#### [TEXTE À LIRE]

========================================

Édition du 30 avril 2024

Une tribune libre pour la gauche québécoise en marche

Grève générale européenne

Etat espagnol : Le 14 novembre nous montre la voie à suivre !

Le 14 novembre, il y aura une grève générale au Portugal et dans l’Etat espagnol. Dans de nombreux pays du sud de l’Europe, des millions de personnes vont se mobiliser contre les coupes salariales, sociales et dans les droits du travail, contre le démantèlement des services publics, les sauvetages bancaires avec l’argent public… Il s’agira de la plus importante action de masse menée jusqu’ici en rejet des politiques d’austérité et de socialisation des pertes bancaires mises en œuvre par l’Union européenne contre la classe travailleuse.

Le succès de cette journée de mobilisation est fondamental pour le maintien et la continuité des luttes contre l’austérité néolibérale à l’échelle européenne et pour empêcher que la sortie de crise élaborée par les élites capitalistes ni finisse par s’imposer.

========================================

#### [DONNÉES EXTRAITES]
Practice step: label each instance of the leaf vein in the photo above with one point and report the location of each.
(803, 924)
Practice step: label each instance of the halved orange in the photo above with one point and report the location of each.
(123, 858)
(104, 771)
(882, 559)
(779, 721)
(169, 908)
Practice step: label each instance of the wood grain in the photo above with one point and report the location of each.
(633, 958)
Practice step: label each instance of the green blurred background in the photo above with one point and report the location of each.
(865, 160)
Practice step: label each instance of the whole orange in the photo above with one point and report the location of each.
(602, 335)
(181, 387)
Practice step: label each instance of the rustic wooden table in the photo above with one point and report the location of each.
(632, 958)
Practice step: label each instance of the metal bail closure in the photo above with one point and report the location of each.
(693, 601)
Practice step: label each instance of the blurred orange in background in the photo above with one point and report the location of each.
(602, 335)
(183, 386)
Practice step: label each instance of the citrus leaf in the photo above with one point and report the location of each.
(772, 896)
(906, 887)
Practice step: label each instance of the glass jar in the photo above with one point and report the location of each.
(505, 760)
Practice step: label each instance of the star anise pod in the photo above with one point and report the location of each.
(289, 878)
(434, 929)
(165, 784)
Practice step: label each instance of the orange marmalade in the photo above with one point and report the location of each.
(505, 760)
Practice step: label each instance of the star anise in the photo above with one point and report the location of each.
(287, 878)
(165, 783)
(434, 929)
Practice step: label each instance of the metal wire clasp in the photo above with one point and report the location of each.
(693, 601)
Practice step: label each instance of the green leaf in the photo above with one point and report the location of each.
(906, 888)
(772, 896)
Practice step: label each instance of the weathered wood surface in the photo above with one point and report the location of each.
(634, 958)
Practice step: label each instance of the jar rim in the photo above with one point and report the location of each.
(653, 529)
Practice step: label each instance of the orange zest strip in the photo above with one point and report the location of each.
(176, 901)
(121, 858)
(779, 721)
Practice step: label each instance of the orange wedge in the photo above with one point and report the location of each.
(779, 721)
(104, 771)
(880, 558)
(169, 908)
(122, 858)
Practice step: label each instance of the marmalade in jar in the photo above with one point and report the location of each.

========================================

#### [CONSIGNE]
Réécrivez le passage du texte sur la grève générale du 14 novembre, de « Le succès de » à « finisse par s’imposer. », en changeant « fondamental » en « essentiel ».

#### [CORRIGÉ]
Le succès de cette journée de mobilisation est essentiel pour le maintien et la continuité des luttes contre l’austérité néolibérale à l’échelle européenne et pour empêcher que la sortie de crise élaborée par les élites capitalistes ni finisse par s’imposer.